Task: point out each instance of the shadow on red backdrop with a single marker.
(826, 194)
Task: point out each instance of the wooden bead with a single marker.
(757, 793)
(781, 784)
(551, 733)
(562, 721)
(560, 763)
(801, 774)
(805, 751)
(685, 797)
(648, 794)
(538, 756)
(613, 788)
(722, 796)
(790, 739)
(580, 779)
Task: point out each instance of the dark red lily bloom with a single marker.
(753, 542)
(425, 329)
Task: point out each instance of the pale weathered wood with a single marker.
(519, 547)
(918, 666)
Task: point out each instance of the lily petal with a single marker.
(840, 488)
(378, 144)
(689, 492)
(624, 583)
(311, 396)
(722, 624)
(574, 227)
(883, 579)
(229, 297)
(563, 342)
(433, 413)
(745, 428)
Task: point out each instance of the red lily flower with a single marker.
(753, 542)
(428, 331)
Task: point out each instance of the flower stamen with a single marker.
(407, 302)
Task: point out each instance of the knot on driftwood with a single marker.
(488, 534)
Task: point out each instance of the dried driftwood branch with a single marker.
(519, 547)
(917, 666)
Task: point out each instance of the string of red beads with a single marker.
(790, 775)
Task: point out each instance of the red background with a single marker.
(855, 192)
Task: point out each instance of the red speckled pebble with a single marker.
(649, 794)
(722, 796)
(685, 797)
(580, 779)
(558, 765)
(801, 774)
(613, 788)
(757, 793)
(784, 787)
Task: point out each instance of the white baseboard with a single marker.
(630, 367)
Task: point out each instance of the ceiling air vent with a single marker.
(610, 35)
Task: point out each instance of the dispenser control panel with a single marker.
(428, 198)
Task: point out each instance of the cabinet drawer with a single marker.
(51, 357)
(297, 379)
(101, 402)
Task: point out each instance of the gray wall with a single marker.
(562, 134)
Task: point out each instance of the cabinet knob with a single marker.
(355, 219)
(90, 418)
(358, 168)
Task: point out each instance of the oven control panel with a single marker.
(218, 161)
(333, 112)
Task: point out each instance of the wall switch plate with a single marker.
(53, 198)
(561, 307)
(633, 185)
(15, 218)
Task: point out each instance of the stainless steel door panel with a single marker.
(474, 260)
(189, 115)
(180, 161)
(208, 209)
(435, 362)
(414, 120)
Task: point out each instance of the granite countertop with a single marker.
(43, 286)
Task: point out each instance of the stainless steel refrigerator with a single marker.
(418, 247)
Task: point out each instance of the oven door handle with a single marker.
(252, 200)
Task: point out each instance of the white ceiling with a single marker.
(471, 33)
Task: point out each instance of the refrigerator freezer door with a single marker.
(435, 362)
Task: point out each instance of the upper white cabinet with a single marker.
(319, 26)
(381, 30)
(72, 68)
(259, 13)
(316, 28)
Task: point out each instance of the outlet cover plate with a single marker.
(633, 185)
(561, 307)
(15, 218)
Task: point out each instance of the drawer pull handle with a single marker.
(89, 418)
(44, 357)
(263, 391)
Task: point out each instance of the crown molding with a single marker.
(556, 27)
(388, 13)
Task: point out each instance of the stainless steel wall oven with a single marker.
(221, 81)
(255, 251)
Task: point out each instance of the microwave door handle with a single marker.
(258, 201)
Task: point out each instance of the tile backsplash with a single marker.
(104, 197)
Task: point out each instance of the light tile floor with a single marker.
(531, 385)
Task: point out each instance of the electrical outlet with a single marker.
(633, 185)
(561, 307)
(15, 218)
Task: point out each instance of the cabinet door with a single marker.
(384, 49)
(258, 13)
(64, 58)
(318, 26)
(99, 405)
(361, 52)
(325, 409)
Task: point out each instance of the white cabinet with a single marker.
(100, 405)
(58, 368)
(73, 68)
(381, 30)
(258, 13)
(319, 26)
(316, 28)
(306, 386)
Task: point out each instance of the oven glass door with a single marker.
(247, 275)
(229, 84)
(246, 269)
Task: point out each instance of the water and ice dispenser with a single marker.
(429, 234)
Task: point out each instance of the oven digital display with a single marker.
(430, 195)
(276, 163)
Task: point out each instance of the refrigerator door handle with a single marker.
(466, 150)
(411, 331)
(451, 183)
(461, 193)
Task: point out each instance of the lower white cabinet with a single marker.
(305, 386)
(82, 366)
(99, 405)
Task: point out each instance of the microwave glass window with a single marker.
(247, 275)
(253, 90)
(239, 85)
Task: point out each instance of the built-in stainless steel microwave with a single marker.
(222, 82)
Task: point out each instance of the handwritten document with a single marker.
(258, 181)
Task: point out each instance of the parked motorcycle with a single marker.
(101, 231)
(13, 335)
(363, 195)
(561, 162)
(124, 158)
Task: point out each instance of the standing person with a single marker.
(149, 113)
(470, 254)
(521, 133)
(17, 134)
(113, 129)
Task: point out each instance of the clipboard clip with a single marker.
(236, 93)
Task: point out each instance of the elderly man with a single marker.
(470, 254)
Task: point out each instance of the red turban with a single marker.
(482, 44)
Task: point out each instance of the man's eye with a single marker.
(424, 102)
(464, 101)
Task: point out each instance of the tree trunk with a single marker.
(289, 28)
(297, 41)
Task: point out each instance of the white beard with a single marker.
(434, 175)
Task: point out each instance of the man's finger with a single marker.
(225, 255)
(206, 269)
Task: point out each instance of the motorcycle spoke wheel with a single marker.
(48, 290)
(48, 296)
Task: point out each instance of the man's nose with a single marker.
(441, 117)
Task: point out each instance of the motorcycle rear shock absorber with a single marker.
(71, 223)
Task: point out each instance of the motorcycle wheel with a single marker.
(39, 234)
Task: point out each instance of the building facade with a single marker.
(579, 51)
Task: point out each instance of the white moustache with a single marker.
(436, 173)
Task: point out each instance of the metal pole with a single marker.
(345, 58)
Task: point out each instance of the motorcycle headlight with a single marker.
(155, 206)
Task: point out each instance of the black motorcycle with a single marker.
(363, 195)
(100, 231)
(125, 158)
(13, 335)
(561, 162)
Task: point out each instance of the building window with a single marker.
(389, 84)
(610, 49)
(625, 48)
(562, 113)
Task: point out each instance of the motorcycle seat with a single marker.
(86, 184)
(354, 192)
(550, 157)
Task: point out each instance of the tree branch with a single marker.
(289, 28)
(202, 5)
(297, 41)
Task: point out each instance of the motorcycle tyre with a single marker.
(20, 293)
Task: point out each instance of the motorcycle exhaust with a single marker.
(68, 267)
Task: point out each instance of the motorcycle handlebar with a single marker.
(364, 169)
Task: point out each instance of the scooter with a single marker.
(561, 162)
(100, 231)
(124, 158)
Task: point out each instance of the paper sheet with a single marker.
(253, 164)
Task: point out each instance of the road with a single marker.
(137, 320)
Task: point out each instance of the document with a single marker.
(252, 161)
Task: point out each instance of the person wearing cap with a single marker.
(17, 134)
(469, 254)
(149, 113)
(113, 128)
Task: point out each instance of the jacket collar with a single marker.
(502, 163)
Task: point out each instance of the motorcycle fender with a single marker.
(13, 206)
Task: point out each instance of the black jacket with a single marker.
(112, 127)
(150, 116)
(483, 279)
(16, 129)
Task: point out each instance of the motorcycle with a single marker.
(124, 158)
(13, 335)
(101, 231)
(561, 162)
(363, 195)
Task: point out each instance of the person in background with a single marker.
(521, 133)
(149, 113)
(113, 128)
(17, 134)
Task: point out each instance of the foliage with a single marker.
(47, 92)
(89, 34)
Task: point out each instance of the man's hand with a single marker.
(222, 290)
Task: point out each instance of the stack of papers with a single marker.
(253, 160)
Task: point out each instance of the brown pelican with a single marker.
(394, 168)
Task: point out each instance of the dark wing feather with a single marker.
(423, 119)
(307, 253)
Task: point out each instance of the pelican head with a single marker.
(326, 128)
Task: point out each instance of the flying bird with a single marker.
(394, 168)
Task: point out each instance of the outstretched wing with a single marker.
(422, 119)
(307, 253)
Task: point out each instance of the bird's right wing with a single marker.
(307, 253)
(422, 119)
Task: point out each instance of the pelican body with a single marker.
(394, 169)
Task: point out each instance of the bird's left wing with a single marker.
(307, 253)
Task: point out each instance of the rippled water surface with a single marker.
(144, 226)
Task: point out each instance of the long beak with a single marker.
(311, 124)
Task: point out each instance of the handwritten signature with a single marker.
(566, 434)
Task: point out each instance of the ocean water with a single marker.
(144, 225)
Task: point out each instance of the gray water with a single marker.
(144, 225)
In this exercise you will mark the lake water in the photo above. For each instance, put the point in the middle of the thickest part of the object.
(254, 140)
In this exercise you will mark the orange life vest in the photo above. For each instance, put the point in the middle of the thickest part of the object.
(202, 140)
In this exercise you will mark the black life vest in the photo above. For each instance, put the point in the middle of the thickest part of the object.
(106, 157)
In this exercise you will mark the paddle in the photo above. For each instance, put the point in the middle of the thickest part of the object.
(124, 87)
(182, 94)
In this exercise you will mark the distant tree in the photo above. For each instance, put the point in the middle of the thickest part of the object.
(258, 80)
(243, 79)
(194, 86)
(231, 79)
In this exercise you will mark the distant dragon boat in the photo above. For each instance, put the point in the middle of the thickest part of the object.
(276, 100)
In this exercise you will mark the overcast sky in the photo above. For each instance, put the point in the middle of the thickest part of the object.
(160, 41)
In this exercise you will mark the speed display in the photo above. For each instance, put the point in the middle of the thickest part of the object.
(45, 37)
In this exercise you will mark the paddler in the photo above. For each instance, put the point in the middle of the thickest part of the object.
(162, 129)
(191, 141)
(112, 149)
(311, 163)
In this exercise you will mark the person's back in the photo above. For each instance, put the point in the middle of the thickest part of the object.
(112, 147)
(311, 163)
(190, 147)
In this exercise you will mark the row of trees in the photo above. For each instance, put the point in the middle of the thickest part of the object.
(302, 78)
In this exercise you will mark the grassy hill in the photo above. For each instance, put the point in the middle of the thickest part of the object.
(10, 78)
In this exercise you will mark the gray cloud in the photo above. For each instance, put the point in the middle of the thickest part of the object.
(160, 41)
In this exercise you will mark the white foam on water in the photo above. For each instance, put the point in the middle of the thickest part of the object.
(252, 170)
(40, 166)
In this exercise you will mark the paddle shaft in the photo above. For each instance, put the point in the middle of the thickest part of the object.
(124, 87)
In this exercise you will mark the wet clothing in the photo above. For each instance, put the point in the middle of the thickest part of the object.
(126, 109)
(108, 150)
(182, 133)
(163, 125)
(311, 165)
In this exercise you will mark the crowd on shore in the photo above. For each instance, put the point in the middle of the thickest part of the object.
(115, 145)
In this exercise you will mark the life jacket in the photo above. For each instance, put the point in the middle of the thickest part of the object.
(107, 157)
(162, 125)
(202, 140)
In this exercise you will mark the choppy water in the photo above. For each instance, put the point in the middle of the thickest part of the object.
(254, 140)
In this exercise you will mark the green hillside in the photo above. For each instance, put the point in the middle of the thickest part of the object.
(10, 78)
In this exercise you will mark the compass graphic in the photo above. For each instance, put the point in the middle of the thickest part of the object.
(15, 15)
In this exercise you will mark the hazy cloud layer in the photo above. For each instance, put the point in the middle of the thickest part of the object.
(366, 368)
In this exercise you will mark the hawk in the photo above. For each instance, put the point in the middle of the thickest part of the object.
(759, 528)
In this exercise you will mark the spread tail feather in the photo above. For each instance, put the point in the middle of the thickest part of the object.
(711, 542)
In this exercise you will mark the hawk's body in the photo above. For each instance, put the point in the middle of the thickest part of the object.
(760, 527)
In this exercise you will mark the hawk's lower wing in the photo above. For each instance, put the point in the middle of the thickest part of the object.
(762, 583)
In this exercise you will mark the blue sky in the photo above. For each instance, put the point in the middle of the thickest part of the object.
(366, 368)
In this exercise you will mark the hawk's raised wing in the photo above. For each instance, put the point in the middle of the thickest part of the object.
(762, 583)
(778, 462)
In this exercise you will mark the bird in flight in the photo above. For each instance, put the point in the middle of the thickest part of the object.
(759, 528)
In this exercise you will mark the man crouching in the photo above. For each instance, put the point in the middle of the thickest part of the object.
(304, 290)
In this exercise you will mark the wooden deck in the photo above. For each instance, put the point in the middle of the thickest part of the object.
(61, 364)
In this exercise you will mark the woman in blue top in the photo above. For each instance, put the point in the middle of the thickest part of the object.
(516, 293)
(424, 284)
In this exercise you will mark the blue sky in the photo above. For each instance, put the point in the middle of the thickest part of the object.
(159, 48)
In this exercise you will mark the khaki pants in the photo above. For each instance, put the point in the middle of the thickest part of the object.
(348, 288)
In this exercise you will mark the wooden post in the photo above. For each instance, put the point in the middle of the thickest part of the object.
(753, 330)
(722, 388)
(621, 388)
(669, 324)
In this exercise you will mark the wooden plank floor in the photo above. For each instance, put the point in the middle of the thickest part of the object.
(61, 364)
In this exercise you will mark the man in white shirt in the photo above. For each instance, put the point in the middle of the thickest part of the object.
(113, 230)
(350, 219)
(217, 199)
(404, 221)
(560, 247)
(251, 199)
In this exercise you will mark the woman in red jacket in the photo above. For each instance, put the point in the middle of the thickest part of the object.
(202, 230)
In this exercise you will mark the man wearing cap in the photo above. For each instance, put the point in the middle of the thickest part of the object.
__________
_What is needed_.
Give again the lines from the line holding "In this exercise you will mark the hawk's raised" through the close of the listing, both included, exactly as written and with nothing else.

_The answer_.
In this exercise you will mark the hawk's raised wing in the photo above. For each instance, put the point in the middle of the thickest part of the object.
(762, 583)
(778, 462)
In this exercise you will mark the bird in flight in the photo above. For each instance, put the point in the middle of the thickest part of the object.
(759, 528)
In this exercise you will mark the man crouching in the photo above. For each instance, put the point in the middle of the thickest part of the object.
(304, 290)
In this exercise you will mark the wooden deck in the photo above. For each instance, put the point in the middle of the thickest part of the object.
(61, 364)
In this exercise you will mark the woman in blue top in the photo above. For each instance, put the point in the middle of the thickest part of the object.
(516, 293)
(424, 284)
In this exercise you will mark the blue sky in the photo above. For each instance, put the point in the middle of the thickest part of the object.
(159, 48)
In this exercise you will mark the khaki pants in the photo above. For each instance, put the point in the middle of the thickest part of the object.
(348, 288)
In this exercise you will mark the wooden post in the photo above. For each instance, put the point in the middle of the thickest part of the object.
(753, 330)
(722, 388)
(621, 388)
(669, 324)
In this exercise you will mark the wooden plank floor in the photo above. For each instance, put the point in the middle of the thickest part of the object.
(61, 364)
In this exercise you will mark the man in white shirt in the photo above. For each instance, put the point in the middle of the thickest part of the object.
(113, 230)
(350, 219)
(217, 199)
(404, 221)
(560, 247)
(251, 199)
In this exercise you will mark the woman in red jacket in the photo above. For each instance, put the point in the middle of the thickest part of the object.
(202, 230)
In this exercise you will mark the man wearing cap in the photo above. For each instance, put the point in the middle of the thickest part of the object.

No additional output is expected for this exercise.